→ Extract to read:
++++++

After the preliminaries, we went off to find my dorm room and meet my roommate. Loyola Hall is at the corner of 35th and N streets just behind the Walsh Building, which houses the Foreign Service School and is connected to it. I was assigned Room 225, which was right over the front entrance on 35th and overlooked the house and beautiful garden of Rhode Island’s distinguished senator Claiborne Pell, who was still in the Senate when I became President. He and his wife, Nuala, became friends of Hillary’s and mine, and thirty years after staring at the exterior of their grand old house, I finally saw the inside of it. When Mother and I got to the door of my dorm room, I was taken aback. The 1964 presidential campaign was in full swing, and there, plastered on my door, was a Goldwater sticker. I thought I’d left them all behind in Arkansas! It belonged to my roommate, Tom Campbell, an Irish Catholic from Huntington, Long Island. He came from a staunch conservative Republican family, and had been a football player at Xavier Jesuit High School in New York City. His father was a lawyer who won a local judgeship running on the Conservative Party line. Tom was probably more surprised than I was by his assigned roommate. I was the first Southern Baptist from Arkansas he’d ever met, and to make matters worse, I was a hard-core Democrat for LBJ.

++++++

→ Given data:

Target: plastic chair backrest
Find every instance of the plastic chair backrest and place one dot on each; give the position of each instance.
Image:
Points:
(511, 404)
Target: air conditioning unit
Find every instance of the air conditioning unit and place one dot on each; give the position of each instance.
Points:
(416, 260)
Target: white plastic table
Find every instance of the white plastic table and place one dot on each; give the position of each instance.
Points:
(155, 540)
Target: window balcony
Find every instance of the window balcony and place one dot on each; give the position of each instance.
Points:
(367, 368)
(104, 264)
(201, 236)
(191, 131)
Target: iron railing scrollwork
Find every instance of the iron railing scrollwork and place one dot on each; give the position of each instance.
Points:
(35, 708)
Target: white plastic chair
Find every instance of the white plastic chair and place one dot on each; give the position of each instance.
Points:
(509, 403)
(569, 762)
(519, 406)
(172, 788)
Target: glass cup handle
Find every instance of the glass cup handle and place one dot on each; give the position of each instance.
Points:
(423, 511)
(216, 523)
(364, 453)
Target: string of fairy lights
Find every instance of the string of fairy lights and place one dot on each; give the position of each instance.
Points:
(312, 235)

++++++

Write out the entire dorm-room passage word for word. These rows were taken from a different source than the passage.

→ Full response:
After the preliminaries, we went off to find my dorm room and meet my roommate. Loyola Hall is at the corner of 35th and N streets just behind the Walsh Building, which houses the Foreign Service School and is connected to it. I was assigned Room 225, which was right over the front entrance on 35th and overlooked the house and beautiful garden of Rhode Island’s distinguished senator Claiborne Pell, who was still in the Senate when I became President. He and his wife, Nuala, became friends of Hillary’s and mine, and thirty years after staring at the exterior of their grand old house, I finally saw the inside of it. When Mother and I got to the door of my dorm room, I was taken aback. The 1964 presidential campaign was in full swing, and there, plastered on my door, was a Goldwater sticker. I thought I’d left them all behind in Arkansas! It belonged to my roommate, Tom Campbell, an Irish Catholic from Huntington, Long Island. He came from a staunch conservative Republican family, and had been a football player at Xavier Jesuit High School in New York City. His father was a lawyer who won a local judgeship running on the Conservative Party line. Tom was probably more surprised than I was by his assigned roommate. I was the first Southern Baptist from Arkansas he’d ever met, and to make matters worse, I was a hard-core Democrat for LBJ.